-- Consigne --
Recopiez sans rien changer le passage de l'extrait qui va de « 10h45L’heure du départ » jusqu'à « dévaler la piste. » inclus.

-- Extrait --
<<<<
10h45L’heure du départ approche, plus que 15 minutes. Je pars en direction de l’aire d’arrivée, je salue quelques personnes et responsables d’équipes, nous abordons différents sujets, comme les nouveautés, la tactique et d’autres thèmes du genre. Marco s’élancera avec le dossard numéro 10. Il faudra donc attendre encore environ 25 minutes après le début de la course avant de le voir dévaler la piste.

11h00
C’est parti, la course commence. Tout se joue maintenant. Tout ce qui a été élaboré, essayé, testé et développé avec l’ensemble de l’équipe au cours des derniers mois, toutes les heures passées dans le local à skis, sur les pistes, au bureau ou à la manufacture, tout est réuni ici. C’est maintenant que ça compte et on ne peut plus rien changer. L’échec ou le succès se décide sur un peu plus d’une minute, les moindres détails jouent désormais un rôle décisif. Je sais que tous ceux qui descendent ici méritent d’être champions du monde. Travail, discipline et passion habitent chaque athlète et chaque équipe. Et pourtant, j’espère tellement que Marco y parviendra. Pour lui-même, mais aussi pour son team et pour chaque collaborateur et collaboratrice de chez Stöckli. Ce serait tout simplement fantastique. Mais ce n’est plus le moment de rêver! Dans le ski, la joie et la déception sont souvent si proches l’une de l’autre qu’il vaut mieux rester réaliste.
>>>>
-- Données fournies --
<<<<
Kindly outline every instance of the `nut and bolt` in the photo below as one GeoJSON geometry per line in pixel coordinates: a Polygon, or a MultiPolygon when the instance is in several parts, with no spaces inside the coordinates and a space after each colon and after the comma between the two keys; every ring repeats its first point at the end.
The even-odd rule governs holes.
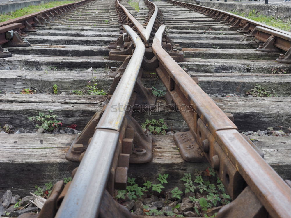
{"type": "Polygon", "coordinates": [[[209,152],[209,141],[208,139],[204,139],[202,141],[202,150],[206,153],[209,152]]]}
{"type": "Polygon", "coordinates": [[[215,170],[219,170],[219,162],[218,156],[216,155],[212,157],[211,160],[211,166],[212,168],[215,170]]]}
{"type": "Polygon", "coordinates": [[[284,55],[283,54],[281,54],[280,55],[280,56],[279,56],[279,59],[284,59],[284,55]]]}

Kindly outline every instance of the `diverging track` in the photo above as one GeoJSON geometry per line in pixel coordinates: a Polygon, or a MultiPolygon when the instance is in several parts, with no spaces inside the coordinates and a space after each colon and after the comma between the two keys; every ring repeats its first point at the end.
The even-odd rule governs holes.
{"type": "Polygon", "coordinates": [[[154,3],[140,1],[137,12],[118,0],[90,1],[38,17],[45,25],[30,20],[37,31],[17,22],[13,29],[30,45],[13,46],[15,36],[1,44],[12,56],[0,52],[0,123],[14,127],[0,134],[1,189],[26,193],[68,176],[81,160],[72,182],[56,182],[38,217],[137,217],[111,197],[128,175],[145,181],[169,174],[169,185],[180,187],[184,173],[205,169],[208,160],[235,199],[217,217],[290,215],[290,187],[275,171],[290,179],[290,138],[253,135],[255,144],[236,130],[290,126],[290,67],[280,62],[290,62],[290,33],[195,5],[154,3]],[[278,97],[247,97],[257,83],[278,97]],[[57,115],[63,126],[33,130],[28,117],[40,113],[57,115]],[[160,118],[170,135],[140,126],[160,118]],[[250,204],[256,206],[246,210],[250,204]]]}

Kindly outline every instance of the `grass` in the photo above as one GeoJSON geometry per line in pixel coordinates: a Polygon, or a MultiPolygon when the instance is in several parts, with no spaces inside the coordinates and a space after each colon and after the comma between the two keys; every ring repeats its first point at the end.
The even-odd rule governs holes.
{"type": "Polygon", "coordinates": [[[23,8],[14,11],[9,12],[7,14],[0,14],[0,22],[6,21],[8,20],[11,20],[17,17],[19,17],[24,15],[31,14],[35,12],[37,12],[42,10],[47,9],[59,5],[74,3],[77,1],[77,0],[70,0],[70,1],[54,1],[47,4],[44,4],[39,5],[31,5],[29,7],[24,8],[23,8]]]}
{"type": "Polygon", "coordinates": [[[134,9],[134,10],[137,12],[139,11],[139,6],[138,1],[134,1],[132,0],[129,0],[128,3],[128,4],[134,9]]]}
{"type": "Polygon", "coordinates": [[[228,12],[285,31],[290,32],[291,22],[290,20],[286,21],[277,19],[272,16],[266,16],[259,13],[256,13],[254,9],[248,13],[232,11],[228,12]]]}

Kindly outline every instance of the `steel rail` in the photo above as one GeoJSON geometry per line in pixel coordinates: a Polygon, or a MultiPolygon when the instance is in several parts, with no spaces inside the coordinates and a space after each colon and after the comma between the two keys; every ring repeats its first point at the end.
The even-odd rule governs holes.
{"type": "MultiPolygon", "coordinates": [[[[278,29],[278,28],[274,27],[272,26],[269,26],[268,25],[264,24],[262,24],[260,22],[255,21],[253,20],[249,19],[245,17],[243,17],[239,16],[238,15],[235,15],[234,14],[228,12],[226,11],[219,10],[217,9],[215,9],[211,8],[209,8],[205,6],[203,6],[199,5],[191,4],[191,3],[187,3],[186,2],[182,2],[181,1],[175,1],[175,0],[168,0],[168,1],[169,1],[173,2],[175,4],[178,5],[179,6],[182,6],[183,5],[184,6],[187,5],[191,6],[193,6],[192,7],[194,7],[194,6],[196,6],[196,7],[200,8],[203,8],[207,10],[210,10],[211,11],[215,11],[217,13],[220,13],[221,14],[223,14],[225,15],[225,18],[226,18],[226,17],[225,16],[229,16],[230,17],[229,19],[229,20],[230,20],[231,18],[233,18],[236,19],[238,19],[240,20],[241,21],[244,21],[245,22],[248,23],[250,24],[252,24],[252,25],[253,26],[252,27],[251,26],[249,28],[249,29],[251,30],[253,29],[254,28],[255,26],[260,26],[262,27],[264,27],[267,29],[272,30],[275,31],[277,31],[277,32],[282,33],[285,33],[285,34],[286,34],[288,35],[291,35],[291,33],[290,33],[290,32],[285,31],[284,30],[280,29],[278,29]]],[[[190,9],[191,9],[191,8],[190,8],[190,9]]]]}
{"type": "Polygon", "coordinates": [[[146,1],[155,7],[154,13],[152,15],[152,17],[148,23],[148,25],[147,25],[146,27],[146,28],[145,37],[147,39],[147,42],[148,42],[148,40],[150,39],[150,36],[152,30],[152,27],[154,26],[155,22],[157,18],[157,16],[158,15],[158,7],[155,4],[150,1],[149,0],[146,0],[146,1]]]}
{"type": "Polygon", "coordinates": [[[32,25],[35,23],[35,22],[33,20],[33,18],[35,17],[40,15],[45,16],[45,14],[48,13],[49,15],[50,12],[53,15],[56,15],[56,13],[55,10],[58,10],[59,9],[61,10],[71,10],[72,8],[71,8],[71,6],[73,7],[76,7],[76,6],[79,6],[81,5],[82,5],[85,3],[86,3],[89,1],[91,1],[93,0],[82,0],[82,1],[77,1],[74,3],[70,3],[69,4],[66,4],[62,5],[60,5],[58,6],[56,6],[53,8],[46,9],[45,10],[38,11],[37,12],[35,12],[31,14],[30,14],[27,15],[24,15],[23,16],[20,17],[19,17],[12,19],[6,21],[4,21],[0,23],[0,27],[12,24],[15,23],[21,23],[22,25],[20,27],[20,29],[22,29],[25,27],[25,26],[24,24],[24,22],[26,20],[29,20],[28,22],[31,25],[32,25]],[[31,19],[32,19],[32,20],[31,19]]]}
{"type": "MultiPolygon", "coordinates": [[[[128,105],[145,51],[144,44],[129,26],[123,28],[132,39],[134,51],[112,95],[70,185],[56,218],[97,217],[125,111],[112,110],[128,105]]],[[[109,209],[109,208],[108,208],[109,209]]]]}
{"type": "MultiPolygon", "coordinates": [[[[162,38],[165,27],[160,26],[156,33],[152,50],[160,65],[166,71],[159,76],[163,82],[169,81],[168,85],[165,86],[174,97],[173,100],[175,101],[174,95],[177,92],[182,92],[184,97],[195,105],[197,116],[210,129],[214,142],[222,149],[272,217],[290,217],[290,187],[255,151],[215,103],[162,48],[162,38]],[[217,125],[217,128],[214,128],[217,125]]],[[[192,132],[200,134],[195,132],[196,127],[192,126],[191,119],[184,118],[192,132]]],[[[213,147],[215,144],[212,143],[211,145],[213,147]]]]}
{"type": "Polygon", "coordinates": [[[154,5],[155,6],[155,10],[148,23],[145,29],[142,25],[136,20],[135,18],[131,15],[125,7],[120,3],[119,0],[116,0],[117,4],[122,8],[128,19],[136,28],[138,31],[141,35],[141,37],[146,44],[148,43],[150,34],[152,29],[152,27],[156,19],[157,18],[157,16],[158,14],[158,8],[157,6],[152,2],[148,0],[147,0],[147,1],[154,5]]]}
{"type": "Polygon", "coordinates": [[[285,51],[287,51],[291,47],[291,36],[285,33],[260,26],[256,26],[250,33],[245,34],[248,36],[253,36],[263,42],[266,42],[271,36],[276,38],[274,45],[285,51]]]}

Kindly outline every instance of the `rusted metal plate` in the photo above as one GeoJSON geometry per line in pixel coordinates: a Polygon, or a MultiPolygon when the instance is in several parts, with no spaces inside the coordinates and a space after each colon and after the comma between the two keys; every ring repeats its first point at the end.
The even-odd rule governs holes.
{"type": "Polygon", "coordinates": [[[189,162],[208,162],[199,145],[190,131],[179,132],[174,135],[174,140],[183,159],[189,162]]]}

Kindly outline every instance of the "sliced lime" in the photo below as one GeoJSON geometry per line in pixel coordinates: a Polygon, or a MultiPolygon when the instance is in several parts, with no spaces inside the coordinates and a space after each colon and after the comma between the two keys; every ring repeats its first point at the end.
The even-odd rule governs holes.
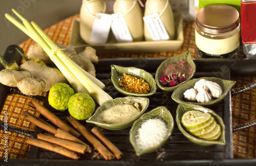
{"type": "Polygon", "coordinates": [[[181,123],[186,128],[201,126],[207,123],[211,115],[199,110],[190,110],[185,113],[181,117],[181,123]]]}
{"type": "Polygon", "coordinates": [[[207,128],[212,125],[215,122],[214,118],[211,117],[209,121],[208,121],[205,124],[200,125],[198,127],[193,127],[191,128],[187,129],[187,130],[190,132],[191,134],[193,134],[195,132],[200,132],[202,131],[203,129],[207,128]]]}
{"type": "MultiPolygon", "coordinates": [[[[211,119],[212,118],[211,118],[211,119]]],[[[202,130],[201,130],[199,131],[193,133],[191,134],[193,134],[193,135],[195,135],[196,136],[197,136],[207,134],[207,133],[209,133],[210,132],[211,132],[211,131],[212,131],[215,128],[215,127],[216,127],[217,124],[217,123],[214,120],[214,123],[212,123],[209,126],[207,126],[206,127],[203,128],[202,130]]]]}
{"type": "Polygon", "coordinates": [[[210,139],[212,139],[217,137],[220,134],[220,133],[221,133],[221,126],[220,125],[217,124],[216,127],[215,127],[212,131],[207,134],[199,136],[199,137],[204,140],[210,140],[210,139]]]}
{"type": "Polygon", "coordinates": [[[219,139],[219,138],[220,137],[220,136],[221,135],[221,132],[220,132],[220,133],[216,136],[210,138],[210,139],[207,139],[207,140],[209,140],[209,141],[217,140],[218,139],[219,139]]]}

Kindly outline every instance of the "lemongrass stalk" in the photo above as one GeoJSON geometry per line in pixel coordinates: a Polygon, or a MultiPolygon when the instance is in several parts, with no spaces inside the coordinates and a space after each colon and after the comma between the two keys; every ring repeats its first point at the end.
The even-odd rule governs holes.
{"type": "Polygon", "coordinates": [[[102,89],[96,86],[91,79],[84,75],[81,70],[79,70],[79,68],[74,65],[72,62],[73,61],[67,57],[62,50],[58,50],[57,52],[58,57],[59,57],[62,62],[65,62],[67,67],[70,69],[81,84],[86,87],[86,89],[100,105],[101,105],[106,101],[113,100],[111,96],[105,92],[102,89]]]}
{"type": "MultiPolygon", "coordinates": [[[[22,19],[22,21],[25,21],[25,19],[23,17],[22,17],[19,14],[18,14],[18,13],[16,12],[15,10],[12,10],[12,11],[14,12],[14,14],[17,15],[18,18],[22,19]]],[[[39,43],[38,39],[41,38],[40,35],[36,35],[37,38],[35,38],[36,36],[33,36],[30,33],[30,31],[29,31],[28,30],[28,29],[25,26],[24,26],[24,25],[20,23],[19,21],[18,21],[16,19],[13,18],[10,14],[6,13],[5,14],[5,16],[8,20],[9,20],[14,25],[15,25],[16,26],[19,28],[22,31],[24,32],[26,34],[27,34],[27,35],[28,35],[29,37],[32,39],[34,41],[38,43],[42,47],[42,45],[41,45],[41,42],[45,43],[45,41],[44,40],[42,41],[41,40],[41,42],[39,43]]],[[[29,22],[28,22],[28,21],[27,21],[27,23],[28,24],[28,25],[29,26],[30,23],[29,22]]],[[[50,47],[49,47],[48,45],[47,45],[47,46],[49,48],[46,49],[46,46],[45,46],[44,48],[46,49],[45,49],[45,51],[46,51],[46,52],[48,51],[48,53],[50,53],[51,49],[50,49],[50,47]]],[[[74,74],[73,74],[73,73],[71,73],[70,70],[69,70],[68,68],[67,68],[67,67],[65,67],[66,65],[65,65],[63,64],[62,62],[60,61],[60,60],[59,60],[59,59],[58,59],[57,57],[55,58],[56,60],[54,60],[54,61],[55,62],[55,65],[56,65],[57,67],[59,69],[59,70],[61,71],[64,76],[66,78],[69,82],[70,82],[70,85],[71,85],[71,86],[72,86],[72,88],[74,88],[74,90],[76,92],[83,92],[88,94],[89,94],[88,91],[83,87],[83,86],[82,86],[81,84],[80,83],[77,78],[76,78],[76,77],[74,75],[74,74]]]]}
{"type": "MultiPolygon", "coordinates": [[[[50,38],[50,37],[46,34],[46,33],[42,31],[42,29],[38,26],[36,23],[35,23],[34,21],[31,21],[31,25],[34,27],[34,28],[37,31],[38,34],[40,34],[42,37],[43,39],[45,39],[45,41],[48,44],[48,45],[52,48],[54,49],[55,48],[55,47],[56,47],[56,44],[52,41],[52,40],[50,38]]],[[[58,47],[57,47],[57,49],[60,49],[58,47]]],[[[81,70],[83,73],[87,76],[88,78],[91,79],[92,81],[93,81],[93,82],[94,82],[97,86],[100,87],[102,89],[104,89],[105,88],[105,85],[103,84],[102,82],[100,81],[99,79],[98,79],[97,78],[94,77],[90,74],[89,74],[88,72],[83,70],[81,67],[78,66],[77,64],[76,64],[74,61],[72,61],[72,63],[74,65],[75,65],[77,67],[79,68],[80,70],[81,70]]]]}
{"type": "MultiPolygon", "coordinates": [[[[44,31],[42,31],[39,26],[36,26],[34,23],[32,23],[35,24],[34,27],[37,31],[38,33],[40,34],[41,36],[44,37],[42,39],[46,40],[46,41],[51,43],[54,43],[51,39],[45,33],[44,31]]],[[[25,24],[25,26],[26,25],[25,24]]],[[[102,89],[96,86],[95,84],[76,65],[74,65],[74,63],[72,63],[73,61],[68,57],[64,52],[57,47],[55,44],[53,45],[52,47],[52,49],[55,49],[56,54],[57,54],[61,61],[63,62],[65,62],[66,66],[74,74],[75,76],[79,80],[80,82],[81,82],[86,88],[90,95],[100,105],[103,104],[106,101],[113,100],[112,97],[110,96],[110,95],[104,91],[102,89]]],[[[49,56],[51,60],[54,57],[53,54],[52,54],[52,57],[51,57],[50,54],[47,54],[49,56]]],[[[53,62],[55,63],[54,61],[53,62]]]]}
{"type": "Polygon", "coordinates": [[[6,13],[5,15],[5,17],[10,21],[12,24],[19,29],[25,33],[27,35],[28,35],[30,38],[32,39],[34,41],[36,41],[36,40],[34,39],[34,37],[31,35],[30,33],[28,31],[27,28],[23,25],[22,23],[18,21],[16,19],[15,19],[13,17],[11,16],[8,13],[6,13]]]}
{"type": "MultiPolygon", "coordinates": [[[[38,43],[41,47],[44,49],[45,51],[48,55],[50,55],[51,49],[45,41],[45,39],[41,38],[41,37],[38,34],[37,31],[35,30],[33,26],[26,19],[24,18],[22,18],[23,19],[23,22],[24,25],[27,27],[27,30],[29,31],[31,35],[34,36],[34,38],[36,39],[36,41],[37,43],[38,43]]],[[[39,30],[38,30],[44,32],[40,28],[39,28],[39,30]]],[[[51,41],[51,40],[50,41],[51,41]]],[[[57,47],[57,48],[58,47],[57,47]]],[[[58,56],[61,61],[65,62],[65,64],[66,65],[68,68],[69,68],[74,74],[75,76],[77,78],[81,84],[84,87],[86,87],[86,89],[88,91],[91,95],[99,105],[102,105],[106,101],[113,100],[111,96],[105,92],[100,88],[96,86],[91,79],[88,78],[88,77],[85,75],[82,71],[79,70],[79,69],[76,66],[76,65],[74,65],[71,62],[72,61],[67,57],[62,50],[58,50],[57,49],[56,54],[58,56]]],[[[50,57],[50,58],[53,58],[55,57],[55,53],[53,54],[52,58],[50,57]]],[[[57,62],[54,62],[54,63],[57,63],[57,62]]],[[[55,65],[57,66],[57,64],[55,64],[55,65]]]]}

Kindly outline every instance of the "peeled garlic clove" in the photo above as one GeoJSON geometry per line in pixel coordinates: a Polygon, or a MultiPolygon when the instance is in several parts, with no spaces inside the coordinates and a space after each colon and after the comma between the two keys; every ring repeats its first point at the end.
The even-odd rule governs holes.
>>>>
-- Voici le résultat --
10h45L’heure du départ approche, plus que 15 minutes. Je pars en direction de l’aire d’arrivée, je salue quelques personnes et responsables d’équipes, nous abordons différents sujets, comme les nouveautés, la tactique et d’autres thèmes du genre. Marco s’élancera avec le dossard numéro 10. Il faudra donc attendre encore environ 25 minutes après le début de la course avant de le voir dévaler la piste.